_Provided passage_

=== Begin Enclosure ===

Two studies looked at the effect of ocrelizumab on NfL. In the OPERA (RMS) and ORATORIO (PPMS) trials, median baseline NfL levels were 10.6 pg/mL for RRMS patients and 10.8 pg/mL for PPMS patients (Bar-Or et al. EAN 2020; abstract EPR1150). At 96 weeks, median levels decreased to 6.7 pg/mL in RRMS patients and 8.8 pg/mL in PPMS patients treated with ocrelizumab. Results for the comparator groups (interferon-beta; placebo) in OPERA/ORATORIO were not available. The OBOE (Ocrelizumab Biomarker Outcome Evaluation) trial of RMS and PPMS reported a reduction in CSF NfL concentrations of 24% at 12 weeks and 47% at 24 weeks with ocrelizumab (Bar-Or et al. AAN 2020; abstract S24.002). A longer follow-up of the PPMS cohort found no decrease in NfL (CSF or serum) at 52 weeks; there was a trend to lower NfL concentrations in PPMS with versus without Gd+ lesions at baseline (Bar-Or et al. EAN 2020; abstract EPR1149).
Two groups have recently suggested that serum NfL can be used in MS diagnosis and treatment decision-making. The BartsMS group used NfL levels, along with clinical and MRI assessments, to guide treatment decisions in 203 MS patients (Smets et al. EAN 2020; abstract EPR3093). Elevated NfL levels had a greater influence on DMT decisions than clinical activity or MRI activity. For the progressive MS subset, 19.8% of DMT decisions were based only on NfL; in RRMS, 2.3% of treatment decisions were based on NfL in the absence of clinical or radiological disease activity. Patients with higher NfL levels were more likely to have their treatment switched. It should be noted, however, that 58% of patients in this sample did not have raised CSF NfL concentrations, nor was it apparent whether NfL-guided therapy improved outcomes.

=== End Enclosure ===

_Excerpted data_
=== Begin Enclosure ===

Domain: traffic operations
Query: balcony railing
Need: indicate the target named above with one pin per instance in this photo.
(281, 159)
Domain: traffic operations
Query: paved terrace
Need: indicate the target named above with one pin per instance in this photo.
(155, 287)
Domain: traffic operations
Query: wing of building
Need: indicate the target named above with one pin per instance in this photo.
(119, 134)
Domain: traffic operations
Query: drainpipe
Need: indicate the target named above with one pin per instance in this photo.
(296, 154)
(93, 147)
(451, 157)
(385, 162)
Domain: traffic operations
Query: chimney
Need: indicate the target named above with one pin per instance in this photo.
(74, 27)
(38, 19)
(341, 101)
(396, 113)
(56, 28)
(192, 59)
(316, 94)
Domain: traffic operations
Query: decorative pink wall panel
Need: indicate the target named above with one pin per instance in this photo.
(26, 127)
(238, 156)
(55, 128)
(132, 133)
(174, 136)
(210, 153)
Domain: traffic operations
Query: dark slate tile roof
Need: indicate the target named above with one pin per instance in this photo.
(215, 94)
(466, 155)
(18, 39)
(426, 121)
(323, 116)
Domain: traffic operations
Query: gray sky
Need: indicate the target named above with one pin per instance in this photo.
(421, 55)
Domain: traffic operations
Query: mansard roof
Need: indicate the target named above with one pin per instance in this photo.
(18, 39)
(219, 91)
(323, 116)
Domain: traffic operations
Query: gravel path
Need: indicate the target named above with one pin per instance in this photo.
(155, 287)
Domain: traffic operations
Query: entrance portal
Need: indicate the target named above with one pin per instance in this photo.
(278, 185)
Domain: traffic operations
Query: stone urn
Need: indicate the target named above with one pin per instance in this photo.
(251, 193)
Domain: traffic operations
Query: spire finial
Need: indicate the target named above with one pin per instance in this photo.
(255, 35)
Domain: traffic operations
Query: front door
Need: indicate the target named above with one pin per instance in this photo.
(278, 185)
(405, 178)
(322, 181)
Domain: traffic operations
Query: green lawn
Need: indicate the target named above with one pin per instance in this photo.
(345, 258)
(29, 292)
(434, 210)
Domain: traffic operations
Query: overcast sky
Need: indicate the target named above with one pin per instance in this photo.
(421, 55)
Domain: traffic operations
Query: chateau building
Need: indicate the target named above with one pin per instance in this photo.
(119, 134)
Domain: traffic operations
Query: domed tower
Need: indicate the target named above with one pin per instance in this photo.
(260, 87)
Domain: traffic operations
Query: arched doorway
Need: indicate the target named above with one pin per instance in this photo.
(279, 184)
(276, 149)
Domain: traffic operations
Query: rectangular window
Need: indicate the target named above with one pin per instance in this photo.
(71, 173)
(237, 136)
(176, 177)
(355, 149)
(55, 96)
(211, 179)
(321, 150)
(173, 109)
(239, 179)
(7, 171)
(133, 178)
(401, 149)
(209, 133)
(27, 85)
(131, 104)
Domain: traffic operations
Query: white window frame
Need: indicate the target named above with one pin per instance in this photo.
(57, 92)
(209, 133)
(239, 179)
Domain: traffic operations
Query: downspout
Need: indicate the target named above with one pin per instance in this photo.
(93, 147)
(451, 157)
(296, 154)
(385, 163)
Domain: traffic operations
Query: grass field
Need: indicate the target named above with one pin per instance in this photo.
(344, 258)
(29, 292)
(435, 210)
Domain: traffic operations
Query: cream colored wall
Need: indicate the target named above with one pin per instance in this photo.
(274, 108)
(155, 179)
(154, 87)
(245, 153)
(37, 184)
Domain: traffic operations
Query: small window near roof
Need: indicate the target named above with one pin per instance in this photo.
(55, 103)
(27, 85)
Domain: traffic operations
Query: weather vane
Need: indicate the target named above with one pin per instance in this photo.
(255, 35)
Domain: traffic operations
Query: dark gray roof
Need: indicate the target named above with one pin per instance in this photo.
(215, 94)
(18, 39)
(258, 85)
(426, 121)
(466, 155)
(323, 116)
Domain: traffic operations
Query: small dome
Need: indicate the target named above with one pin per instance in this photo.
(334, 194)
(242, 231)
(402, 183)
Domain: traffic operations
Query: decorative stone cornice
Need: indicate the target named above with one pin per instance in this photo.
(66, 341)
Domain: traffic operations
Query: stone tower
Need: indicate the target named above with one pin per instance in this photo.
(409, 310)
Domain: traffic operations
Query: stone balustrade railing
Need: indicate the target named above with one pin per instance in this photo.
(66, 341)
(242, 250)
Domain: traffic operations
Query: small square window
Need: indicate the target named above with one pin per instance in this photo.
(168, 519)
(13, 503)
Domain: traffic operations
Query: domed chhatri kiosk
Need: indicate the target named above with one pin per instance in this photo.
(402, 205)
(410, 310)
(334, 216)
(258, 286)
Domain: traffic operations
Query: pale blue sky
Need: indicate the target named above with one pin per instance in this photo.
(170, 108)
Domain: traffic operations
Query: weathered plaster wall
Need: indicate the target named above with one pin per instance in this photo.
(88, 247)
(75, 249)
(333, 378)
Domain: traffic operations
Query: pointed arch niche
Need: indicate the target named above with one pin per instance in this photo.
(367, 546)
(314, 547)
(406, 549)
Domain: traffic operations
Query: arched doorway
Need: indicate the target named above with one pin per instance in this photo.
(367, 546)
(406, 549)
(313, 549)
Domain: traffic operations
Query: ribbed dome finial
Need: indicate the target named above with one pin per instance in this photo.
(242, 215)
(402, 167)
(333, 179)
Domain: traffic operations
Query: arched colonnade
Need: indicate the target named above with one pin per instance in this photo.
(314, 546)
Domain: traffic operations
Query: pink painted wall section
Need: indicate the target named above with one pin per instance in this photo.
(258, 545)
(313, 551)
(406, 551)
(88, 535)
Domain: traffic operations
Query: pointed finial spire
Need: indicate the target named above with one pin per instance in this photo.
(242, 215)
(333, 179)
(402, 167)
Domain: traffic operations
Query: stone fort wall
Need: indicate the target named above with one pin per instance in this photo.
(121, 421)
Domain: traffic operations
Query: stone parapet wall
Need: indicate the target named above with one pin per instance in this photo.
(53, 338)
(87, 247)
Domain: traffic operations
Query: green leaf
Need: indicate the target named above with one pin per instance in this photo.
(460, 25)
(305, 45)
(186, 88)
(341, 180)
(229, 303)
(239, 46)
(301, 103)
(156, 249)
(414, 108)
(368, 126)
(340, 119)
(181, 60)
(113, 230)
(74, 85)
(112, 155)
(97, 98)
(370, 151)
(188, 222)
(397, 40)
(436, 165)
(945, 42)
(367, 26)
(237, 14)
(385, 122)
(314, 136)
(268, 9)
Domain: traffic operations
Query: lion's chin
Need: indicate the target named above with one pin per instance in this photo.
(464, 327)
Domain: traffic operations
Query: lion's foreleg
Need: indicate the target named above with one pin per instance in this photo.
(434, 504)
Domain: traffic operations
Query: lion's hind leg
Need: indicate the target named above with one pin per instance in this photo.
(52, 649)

=== End Enclosure ===

_Assigned task A_
Using the passage on neurofilament light (NfL) in MS, decide whether each statement agrees with it. Answer yes or no for each, quoting the words that decide it. (i) At 96 weeks, the median NfL level in RRMS patients treated with ocrelizumab was 6.7 pg/mL. (ii) The longer follow-up of the PPMS cohort found a decrease in NfL at 52 weeks. (iii) In RRMS, 19.8% of treatment decisions were based only on NfL.
_Assigned task B_
Print the part of the passage on neurofilament light in MS that begins at the words "Two groups have" and stops after the words "therapy improved outcomes.".
_Assigned task C_
Carry on the passage on neurofilament light in MS, picking up after its last sentence.

_Written answer A_
(i) Yes: "At 96 weeks, median levels decreased to 6.7 pg/mL in RRMS patients"
(ii) No: "A longer follow-up of the PPMS cohort found no decrease in NfL (CSF or serum) at 52 weeks"
(iii) No: "in RRMS, 2.3% of treatment decisions were based on NfL in the absence of clinical or radiological disease activity"

_Written answer B_
Two groups have recently suggested that serum NfL can be used in MS diagnosis and treatment decision-making. The BartsMS group used NfL levels, along with clinical and MRI assessments, to guide treatment decisions in 203 MS patients (Smets et al. EAN 2020; abstract EPR3093). Elevated NfL levels had a greater influence on DMT decisions than clinical activity or MRI activity. For the progressive MS subset, 19.8% of DMT decisions were based only on NfL; in RRMS, 2.3% of treatment decisions were based on NfL in the absence of clinical or radiological disease activity. Patients with higher NfL levels were more likely to have their treatment switched. It should be noted, however, that 58% of patients in this sample did not have raised CSF NfL concentrations, nor was it apparent whether NfL-guided therapy improved outcomes.

_Written answer C_
A German longitudinal study obtained serum NfL values in 814 CIS/RRMS patients over a four-year follow-up period (Bittner et al. EBioMedicine 2020;56:102807; free full text at www.ncbi.nlm.nih.gov/pmc/articles/PMC7251380/pdf/main.pdf). Baseline NfL levels were 12.5 pg/mL in RRMS and 10.1 pg/mL in CIS (9.1 pg/mL in CIS patients according to McDonald 2017 criteria). Baseline NfL levels were higher in patients with >9 T2 lesions, Gd+ lesions or recent relapses. NfL was only weakly correlated with EDSS score or the presence of ring-enhancing lesions. Modelling to discriminate CIS from MS showed the predictive accuracy of OCB and/or Gd+ increased from 79% to 84% if serum NfL >31 pg/mL (90th percentile) was added. The authors proposed that NfL levels may be considered in future diagnostic criteria. Interestingly, treatment decisions in this sample reflected NfL levels. While clinicians were unaware of test results, NfL levels were lower in untreated patients (10.0 pg/mL) or those treated with a first-line DMT (10.5 pg/mL), and were highest in those receiving a higher-efficacy DMT (21.0 pg/mL). NfL levels were comparable (7.5-8.2 pg/mL) in all treatment groups after two years on therapy. As such, NfL appears to be predicted by the clinical gestalt based on disease activity. The authors noted, however, that it is unclear what underlying pathophysiologic process is reflected by NfL, and whether NfL provides a useful indication of the neurodegeneration underlying disease progression.